PROBLEMA PLANTEADO 1: En el extracto sobre el castigo por la ley, ¿quién ejerce ese castigo y por medio de qué?
PROBLEMA PLANTEADO 2: Prosigue el extracto sobre el castigo por la ley y la distinción entre lo individual y lo social a partir de su última oración.

EXTRACTO SELECCIONADO:
⟨

Castigo por la ley (debe existir, lo ejerce la sociedad a través de sus instituciones): cuando los actos ofensivos violan alguno de los intereses y/o derechos constituidos de los otros y no se los puede justificar por el ejercicio de los propios derechos. En este caso la sociedad, como protectora de todos sus miembros, tiene jurisdicción sobre la persona en tanto las malas consecuencias de sus actos no reaccionan sobre él mismo sino sobre los demás. Esto implica que los "deberes para con los demás" son obligatorios.
Esta diferenciación de los castigos es mucho más que eso. Implica una distinción fundamental entre la parte de la vida de una persona que a ella sólo se refiere y la que se refiere a los demás. La idea es que tanto a la individualidad como a la sociedad se le asignará la parte que más particularmente le interesa.

⟩

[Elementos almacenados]
⟨

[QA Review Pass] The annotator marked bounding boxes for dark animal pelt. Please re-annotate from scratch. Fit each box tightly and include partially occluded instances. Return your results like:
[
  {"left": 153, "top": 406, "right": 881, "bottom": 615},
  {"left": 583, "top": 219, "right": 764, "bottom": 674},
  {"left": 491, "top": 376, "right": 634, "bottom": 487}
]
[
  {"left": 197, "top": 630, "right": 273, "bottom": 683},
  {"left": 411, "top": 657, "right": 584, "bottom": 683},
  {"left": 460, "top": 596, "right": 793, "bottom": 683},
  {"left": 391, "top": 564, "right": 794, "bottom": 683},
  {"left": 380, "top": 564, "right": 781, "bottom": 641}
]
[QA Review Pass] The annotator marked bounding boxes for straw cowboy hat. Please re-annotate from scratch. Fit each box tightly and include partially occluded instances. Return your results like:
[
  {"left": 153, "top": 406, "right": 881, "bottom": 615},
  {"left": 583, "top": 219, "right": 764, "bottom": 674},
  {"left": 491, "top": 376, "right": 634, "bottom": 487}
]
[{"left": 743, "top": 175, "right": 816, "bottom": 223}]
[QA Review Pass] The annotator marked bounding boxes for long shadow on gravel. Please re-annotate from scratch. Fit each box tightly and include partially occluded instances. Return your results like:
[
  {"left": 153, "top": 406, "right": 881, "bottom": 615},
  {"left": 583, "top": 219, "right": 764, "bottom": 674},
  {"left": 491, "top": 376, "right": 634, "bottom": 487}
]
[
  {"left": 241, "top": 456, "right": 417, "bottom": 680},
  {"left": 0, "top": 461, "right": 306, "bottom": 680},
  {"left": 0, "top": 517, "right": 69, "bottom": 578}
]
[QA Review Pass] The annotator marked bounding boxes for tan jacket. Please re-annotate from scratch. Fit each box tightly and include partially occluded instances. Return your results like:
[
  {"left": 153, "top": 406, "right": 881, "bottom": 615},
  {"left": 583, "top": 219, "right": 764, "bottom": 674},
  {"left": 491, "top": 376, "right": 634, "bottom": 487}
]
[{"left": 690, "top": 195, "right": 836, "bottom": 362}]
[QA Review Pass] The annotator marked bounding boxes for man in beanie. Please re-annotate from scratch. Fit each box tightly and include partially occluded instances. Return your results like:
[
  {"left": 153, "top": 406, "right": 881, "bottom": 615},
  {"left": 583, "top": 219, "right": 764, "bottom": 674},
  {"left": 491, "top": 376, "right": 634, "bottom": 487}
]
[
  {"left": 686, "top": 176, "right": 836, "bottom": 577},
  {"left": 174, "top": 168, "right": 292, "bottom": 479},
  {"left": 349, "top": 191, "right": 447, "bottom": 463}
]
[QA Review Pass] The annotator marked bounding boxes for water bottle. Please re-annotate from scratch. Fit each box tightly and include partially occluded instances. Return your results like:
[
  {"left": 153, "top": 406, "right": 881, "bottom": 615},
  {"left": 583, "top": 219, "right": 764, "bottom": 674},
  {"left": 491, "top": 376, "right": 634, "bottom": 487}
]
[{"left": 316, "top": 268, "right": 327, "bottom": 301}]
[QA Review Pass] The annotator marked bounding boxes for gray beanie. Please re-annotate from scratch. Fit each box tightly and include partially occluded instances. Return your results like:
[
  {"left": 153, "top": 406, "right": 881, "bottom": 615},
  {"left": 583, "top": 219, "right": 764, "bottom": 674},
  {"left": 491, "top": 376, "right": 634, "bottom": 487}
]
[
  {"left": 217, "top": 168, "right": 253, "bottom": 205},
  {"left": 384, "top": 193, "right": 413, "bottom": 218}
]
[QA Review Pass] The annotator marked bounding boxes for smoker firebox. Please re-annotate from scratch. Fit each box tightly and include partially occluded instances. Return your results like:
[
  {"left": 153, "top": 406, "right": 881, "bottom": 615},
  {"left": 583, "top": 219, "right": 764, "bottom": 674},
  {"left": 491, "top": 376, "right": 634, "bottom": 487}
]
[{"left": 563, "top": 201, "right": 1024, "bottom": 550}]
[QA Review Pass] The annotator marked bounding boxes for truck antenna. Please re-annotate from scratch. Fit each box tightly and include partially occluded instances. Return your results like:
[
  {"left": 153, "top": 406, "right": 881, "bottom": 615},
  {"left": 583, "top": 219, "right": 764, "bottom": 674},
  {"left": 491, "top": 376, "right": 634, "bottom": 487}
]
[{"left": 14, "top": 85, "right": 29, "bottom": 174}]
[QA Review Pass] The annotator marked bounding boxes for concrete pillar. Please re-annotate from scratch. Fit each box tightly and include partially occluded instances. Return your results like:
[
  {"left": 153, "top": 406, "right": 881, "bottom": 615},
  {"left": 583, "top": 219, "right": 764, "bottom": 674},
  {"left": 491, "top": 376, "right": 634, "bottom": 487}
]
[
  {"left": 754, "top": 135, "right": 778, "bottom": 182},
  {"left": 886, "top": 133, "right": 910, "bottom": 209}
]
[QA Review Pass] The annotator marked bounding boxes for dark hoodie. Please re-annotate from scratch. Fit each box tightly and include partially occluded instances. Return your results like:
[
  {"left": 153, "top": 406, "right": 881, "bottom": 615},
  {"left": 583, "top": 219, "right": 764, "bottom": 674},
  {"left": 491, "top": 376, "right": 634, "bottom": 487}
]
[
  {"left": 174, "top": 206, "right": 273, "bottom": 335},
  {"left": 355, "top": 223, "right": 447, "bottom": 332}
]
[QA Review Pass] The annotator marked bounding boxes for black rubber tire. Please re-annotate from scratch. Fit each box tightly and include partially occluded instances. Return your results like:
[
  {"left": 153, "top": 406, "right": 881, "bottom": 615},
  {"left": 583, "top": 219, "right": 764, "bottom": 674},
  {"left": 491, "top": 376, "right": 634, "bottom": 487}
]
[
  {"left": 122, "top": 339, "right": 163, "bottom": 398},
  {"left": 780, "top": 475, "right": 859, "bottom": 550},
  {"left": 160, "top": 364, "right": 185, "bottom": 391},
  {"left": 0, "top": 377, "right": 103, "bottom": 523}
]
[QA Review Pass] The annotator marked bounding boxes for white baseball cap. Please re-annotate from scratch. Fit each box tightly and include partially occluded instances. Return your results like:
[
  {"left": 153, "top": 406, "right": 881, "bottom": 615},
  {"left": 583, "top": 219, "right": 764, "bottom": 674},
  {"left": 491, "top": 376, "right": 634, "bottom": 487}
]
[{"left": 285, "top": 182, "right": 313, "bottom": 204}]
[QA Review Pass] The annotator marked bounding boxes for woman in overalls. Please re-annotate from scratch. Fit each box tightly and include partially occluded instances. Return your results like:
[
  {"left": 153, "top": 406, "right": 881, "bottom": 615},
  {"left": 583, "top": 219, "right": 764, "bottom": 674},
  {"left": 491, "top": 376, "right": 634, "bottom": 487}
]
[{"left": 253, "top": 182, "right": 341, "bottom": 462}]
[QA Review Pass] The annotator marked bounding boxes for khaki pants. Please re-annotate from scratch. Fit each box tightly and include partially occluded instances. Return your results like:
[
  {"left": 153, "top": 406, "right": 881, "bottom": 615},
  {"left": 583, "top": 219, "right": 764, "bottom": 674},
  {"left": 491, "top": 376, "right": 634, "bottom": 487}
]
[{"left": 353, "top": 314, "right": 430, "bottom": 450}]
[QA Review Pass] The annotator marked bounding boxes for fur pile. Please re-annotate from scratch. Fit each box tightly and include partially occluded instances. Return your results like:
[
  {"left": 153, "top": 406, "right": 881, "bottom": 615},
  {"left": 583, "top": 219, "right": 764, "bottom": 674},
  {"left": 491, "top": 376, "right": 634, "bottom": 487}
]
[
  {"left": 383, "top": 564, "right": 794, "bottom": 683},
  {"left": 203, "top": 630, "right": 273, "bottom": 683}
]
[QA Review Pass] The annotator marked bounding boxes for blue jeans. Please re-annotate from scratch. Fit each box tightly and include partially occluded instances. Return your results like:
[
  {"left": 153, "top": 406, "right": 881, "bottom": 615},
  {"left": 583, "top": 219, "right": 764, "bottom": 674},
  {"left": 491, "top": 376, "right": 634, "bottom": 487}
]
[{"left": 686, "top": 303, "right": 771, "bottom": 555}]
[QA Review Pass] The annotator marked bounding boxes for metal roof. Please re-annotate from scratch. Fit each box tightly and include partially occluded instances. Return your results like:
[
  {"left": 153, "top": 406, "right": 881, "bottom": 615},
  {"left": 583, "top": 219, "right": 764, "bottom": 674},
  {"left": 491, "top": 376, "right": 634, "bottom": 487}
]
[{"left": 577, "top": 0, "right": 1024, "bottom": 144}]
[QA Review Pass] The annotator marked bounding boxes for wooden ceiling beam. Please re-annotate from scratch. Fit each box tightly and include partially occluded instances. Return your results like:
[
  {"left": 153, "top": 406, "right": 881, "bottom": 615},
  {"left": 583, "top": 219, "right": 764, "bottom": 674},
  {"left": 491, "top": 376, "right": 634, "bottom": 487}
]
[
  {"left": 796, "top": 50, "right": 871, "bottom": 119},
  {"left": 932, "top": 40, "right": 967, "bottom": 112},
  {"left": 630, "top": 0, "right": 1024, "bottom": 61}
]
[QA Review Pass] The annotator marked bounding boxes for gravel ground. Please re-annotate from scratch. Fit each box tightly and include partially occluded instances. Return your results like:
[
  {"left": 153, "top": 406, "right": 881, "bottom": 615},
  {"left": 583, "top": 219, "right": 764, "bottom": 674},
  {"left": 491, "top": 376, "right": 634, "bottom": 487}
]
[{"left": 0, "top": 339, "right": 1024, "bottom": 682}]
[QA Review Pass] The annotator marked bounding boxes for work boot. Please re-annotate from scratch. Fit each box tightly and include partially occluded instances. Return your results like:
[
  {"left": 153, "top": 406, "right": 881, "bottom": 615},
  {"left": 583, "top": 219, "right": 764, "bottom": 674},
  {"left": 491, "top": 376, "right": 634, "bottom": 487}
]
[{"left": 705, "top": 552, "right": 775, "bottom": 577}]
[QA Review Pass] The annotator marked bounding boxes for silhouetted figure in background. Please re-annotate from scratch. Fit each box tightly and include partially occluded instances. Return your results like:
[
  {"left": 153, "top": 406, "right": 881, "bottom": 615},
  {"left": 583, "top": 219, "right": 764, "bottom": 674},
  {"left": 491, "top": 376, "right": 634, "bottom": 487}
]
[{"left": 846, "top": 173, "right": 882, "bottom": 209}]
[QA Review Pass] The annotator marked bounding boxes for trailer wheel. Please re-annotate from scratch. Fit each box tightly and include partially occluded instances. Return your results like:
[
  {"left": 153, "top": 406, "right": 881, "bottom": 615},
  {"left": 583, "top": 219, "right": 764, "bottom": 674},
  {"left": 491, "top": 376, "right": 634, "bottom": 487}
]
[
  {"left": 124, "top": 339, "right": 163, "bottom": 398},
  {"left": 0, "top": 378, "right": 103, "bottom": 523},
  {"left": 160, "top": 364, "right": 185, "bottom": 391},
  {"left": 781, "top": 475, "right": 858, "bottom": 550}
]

⟩
⟨

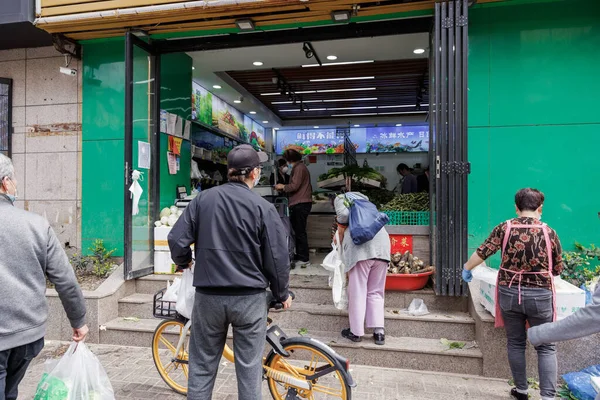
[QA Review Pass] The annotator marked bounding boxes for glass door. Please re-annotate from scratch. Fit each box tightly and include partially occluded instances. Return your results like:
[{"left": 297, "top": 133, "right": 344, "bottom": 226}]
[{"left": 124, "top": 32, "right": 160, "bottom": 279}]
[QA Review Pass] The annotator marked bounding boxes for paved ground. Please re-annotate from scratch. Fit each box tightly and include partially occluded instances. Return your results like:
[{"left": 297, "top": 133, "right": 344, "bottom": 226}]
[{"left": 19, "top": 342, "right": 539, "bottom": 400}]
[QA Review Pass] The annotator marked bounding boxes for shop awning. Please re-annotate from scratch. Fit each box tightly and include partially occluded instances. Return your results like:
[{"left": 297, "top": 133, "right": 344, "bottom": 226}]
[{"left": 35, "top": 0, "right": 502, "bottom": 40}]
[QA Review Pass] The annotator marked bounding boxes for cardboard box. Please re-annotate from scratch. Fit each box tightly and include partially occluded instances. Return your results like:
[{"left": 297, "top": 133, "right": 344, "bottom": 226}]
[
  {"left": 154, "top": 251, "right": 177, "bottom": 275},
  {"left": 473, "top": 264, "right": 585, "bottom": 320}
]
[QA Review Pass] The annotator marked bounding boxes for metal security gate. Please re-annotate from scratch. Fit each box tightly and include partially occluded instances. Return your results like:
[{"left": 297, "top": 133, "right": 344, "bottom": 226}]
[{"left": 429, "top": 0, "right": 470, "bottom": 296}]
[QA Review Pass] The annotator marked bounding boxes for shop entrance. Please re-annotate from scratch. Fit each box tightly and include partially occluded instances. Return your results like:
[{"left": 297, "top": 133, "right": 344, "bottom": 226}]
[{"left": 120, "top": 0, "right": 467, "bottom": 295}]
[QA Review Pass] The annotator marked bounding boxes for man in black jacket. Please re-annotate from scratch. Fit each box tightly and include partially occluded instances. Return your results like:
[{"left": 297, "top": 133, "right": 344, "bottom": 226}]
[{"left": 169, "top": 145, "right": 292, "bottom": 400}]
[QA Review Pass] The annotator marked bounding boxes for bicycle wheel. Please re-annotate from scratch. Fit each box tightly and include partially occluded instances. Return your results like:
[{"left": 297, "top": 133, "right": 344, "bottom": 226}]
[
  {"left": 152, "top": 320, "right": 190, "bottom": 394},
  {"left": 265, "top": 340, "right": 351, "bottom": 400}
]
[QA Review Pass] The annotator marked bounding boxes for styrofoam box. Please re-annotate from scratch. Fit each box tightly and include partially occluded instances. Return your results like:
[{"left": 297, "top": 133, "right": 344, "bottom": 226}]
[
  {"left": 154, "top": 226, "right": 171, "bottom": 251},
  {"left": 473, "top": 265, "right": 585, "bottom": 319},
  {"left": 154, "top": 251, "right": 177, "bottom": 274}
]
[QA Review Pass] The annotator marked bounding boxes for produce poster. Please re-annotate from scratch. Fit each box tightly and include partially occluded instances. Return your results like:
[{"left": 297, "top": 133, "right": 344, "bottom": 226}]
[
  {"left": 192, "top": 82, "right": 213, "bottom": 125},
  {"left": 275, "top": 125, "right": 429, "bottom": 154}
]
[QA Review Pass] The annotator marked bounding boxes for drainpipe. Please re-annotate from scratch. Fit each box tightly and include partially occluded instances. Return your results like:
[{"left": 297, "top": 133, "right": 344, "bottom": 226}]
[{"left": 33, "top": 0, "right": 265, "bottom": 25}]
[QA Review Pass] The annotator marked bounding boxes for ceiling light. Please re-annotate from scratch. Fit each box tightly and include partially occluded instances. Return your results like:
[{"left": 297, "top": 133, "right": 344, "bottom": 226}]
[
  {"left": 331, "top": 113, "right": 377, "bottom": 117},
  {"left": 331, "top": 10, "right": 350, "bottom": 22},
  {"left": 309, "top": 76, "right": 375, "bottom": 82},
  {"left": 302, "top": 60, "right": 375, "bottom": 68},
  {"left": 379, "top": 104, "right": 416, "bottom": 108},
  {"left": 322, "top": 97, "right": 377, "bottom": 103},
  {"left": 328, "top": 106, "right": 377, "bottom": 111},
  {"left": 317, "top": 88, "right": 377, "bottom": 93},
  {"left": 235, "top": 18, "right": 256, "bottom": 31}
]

⟩

RESPUESTA REDACTADA 1: Lo ejerce la sociedad a través de sus instituciones.

RESPUESTA REDACTADA 2:
Por lo tanto -siempre y cuando la conducta de una persona no afecte o viole los intereses y derechos de otra persona- ni uno ni varios individuos están autorizados para decirle a otro ser humano de edad madura que no haga de su vida lo que más le convenga en vista de su propio beneficio, en tanto ese ser humano es el más interesado en su propio bienestar. Es decir, el interés que cualquier otra persona pueda tener en ello es insignificante con respecto al que él mismo tiene, ya que la mujer o el hombre más vulgar tiene, respecto a sus propios sentimientos y circunstancias, medios de conocimiento que superan con mucho a los que puede tener a su disposición cualquier otra persona.
De esta manera, la individualidad tiene su propio campo de acción. Esto no excluye la posibilidad de que los demás puedan ofrecerle y aún imponerle[1] consideraciones que ayuden a su juicio, exhortaciones que fortalezcan su voluntad, pero el individuo mismo ha de ser el juez supremo.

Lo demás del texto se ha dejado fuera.